Object detection data:
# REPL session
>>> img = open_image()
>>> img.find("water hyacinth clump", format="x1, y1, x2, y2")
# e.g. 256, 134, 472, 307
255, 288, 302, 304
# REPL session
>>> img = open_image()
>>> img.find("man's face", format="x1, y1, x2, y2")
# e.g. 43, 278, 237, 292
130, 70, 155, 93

--

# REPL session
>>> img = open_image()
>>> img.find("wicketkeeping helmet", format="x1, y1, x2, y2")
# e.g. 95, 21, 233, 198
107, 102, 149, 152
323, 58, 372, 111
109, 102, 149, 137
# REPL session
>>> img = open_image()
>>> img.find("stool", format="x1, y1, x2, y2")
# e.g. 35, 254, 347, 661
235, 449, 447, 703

Problem to work on:
Which lines in the items above contain the string "find", with case counting? Locate and copy every one of them.

Finished answer:
>>> img.find("water hyacinth clump", format="x1, y1, x2, y2")
>>> img.find("man's face", format="x1, y1, x2, y2")
>>> img.find("wicketkeeping helmet", format="x1, y1, x2, y2")
>>> img.find("stool", format="x1, y1, x2, y2")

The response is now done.